Short task a.
Print the stretch of the passage on heavy-duty vehicle fuel standards from "Incentives are provided" through "all heavy-duty engines.", word for word.
● ● ● ●
On September 15, 2011, following a Notice of Proposed Rule Making issued in November 2010, the EPA and NHTSA issued final “Greenhouse Gas Emissions Standards and Fuel Efficiency Standards for Medium- and Heavy-Duty Engines and Vehicles” that will begin with model year 2014. The new standards, which will be phased in, apply to model years 2014-2018 and are tailored to each of three main regulatory categories of vehicles:

  • Combination tractors, commonly known as semi-trucks that typically pull trailers (Class 7 and 8), although the agencies are not regulating trailers;
  • Vocational vehicles, which comprise a very wide variety of truck and bus types (Class 2b through 8); and
  • Heavy-duty pickup trucks and vans (Class 2b and 3).

Incentives are provided to encourage the introduction of advanced technologies, including hybrid powertrains in appropriate applications. In addition to controlling CO2 as a greenhouse gas emission, the EPA rules also cover hydrofluorocarbon standards to control leakage from air conditioning systems in combination tractors, pickup trucks and vans, and nitrous oxide (N2O) and methane (CH4) emissions standards that apply to all heavy-duty engines.
The standards for vocational vehicles and combination tractors have separate fuel-consumption standards for vehicles and for engines. Fuel-consumption standards for tractors are expressed in gallons per 1,000 ton-miles (based on tons of freight hauled) and in gallons per 100 bhp-hr for engines. By model year 2018, these standards will require up to a 23 percent reduction in fuel consumption and CO2 emissions relative to the 2010 baseline.
The standards for vocational trucks (Class 2b through 8) are also expressed in gallons per 1,000 ton-miles and are set separately for light heavy-duty (Class 2b through 5), medium heavy-duty (Class 6-7), and heavy heavy-duty (Class 8) trucks. Achieving standards for vocational vehicles is limited to engine improvements and tire technologies for reduced rolling resistance. By model year 2018, the standards for vocational vehicles will require up to a 10 percent reduction in fuel consumption and CO2 emissions compared to the 2010 baseline.
● ● ● ●
Short task b.
Turn the records from the line that contains "segment(query) marks the" through the line that contains "Mark the region of every" into a Markdown table with the columns Row and Line, giving each line a row number and skipping blank lines. Leave the pictures out of the answer.
● ● ● ●
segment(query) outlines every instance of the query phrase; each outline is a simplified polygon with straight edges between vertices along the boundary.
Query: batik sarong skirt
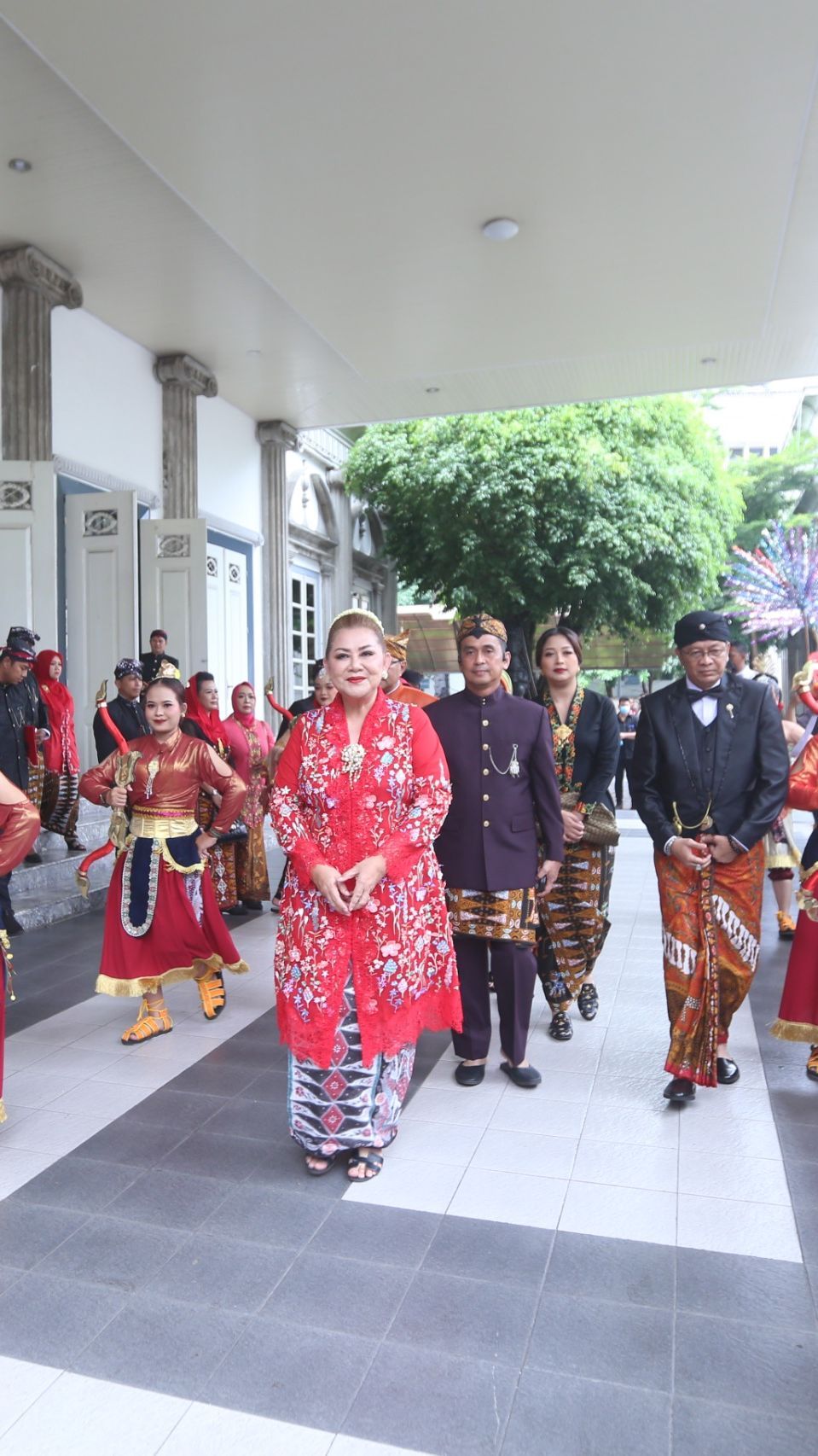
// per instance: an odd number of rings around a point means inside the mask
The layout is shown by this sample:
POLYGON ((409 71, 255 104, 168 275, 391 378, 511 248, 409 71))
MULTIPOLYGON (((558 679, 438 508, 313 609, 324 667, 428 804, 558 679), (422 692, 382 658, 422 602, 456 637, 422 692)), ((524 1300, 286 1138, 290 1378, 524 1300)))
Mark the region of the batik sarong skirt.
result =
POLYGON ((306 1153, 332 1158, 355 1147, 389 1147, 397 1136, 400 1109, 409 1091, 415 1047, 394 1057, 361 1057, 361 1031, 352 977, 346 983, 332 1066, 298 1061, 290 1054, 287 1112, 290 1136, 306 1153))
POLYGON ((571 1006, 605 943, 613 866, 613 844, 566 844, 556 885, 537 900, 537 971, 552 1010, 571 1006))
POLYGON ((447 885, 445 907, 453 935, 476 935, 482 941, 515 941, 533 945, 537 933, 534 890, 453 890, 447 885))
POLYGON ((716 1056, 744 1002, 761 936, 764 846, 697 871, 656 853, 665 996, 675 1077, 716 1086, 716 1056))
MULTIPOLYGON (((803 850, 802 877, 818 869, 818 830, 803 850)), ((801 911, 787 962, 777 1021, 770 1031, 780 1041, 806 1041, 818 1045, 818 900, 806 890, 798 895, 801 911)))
● ● ● ●
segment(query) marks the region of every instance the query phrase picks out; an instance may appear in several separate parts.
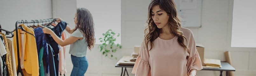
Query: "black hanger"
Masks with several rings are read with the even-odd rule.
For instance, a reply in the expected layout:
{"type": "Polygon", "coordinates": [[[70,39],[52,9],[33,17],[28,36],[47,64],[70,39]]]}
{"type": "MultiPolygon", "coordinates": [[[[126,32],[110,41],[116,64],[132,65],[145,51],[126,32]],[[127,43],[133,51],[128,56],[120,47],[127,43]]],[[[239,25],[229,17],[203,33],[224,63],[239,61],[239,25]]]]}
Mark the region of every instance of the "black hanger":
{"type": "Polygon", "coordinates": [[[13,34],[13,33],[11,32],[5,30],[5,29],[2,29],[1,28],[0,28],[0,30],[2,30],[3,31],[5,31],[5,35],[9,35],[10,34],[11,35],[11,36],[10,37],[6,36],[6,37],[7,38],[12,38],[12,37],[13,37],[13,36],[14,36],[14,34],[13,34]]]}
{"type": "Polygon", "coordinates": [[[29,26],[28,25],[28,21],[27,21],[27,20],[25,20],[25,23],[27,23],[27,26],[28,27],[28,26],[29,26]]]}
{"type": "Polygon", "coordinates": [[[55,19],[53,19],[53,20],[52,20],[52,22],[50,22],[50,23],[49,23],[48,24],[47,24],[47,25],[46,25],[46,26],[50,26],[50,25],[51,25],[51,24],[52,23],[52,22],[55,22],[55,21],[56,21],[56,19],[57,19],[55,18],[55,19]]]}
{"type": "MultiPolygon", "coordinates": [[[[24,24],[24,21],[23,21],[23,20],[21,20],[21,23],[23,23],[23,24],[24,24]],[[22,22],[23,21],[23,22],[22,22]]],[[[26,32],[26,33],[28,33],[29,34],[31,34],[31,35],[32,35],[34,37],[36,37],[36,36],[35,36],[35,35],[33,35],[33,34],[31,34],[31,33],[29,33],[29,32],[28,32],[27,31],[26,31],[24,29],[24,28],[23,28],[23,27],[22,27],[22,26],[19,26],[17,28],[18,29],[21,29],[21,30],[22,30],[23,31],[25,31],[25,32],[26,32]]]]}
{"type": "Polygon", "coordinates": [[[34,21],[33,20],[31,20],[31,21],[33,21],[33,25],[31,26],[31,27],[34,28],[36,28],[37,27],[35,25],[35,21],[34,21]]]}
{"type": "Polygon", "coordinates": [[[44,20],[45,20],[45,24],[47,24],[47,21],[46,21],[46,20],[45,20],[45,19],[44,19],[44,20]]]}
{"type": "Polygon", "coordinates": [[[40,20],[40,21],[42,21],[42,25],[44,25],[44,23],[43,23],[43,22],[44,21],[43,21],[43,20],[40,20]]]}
● ● ● ●
Exercise answer a.
Incentives are provided to encourage the introduction of advanced technologies, including hybrid powertrains in appropriate applications. In addition to controlling CO2 as a greenhouse gas emission, the EPA rules also cover hydrofluorocarbon standards to control leakage from air conditioning systems in combination tractors, pickup trucks and vans, and nitrous oxide (N2O) and methane (CH4) emissions standards that apply to all heavy-duty engines.

Exercise answer b.
| Row | Line |
|---|---|
| 1 | segment(query) marks the region of every instance the query phrase picks out; an instance may appear in several separate parts. |
| 2 | Query: "black hanger" |
| 3 | Masks with several rings are read with the even-odd rule. |
| 4 | For instance, a reply in the expected layout: |
| 5 | {"type": "Polygon", "coordinates": [[[70,39],[52,9],[33,17],[28,36],[47,64],[70,39]]]} |
| 6 | {"type": "MultiPolygon", "coordinates": [[[[126,32],[110,41],[116,64],[132,65],[145,51],[126,32]],[[127,43],[133,51],[128,56],[120,47],[127,43]]],[[[239,25],[229,17],[203,33],[224,63],[239,61],[239,25]]]]} |
| 7 | Mark the region of every instance of the "black hanger": |